### What is being asked
Reproduce verbatim the part of the tweepy notebook code below that opens with the words containing "writer.writerow(['ID_String','Text'])" and closes with "Search API (api.search)".

* begin Supplied text *

In [1]:
#Import Libraries
import tweepy
import pandas as pd 
import numpy as np
from textblob import TextBlob
import jsonpickle
import json
import codecs, csv
import html
import re
import sys
import os

In [2]:
#Load credentials from external file
%run ~/Documents/twitter_credentials.py
# this cell will evaluate silently 🙊, and not print anything.  
# This is desired, because a person with your keys can act as you on Twitter in literally every way 😟

In [3]:
#Use tweepy.OAuthHandler to create an authentication using the given key and secret
auth = tweepy.OAuthHandler(consumer_key=con_key, consumer_secret=con_secret)
auth.set_access_token(acc_token, acc_secret)

#Connect to the Twitter API using the authentication
#Waits until code has reached my max count
#Notifies me when it's reach my rate limit
api = tweepy.API(auth, wait_on_rate_limit=True,wait_on_rate_limit_notify=True)

In [4]:
#Create csv file with column headers
with codecs.open('FoxNews_CNN.csv', 'w') as f:
    writer = csv.writer(f)
    writer.writerow(['ID_String','Text'])

In [5]:
tweetCount = 0

#Open csv file to append
with open('FoxNews_CNN.csv', 'a') as f:

    #Tell the Cursor method that we want to use the Search API (api.search)

* end Supplied text *
* begin Listed entries *

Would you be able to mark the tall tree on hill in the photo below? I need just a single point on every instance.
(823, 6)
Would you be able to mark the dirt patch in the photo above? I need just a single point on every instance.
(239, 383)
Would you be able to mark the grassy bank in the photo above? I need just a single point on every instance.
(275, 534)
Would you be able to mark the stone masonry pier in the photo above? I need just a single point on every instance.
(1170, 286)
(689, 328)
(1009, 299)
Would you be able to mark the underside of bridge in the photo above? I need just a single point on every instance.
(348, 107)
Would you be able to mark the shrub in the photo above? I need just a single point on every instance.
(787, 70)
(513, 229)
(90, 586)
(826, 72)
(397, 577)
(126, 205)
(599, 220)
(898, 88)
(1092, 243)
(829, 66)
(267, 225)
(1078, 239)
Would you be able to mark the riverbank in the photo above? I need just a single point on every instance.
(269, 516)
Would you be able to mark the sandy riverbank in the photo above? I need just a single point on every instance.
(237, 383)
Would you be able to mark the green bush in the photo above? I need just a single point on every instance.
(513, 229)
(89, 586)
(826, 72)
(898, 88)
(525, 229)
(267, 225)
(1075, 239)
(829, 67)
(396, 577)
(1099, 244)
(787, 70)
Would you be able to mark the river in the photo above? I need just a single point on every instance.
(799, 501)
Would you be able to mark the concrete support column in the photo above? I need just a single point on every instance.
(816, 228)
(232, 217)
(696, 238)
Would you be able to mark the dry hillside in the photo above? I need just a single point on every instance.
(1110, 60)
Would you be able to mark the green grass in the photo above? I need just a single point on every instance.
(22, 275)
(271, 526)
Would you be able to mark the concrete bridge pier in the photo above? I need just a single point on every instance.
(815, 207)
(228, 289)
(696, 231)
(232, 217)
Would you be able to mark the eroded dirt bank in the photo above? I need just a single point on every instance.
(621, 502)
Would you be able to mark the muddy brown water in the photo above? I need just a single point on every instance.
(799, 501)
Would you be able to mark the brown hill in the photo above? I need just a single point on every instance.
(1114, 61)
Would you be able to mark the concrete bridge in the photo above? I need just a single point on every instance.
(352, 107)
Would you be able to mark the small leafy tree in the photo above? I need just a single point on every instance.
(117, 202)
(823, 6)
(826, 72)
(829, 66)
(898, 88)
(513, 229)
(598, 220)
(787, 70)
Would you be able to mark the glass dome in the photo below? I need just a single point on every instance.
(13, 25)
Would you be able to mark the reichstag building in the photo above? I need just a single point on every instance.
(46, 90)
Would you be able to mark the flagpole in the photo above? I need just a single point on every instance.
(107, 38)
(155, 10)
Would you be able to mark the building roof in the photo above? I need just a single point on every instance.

* end Listed entries *

### Exercise response
writer.writerow(['ID_String','Text'])

In [5]:
tweetCount = 0

#Open csv file to append
with open('FoxNews_CNN.csv', 'a') as f:

    #Tell the Cursor method that we want to use the Search API (api.search)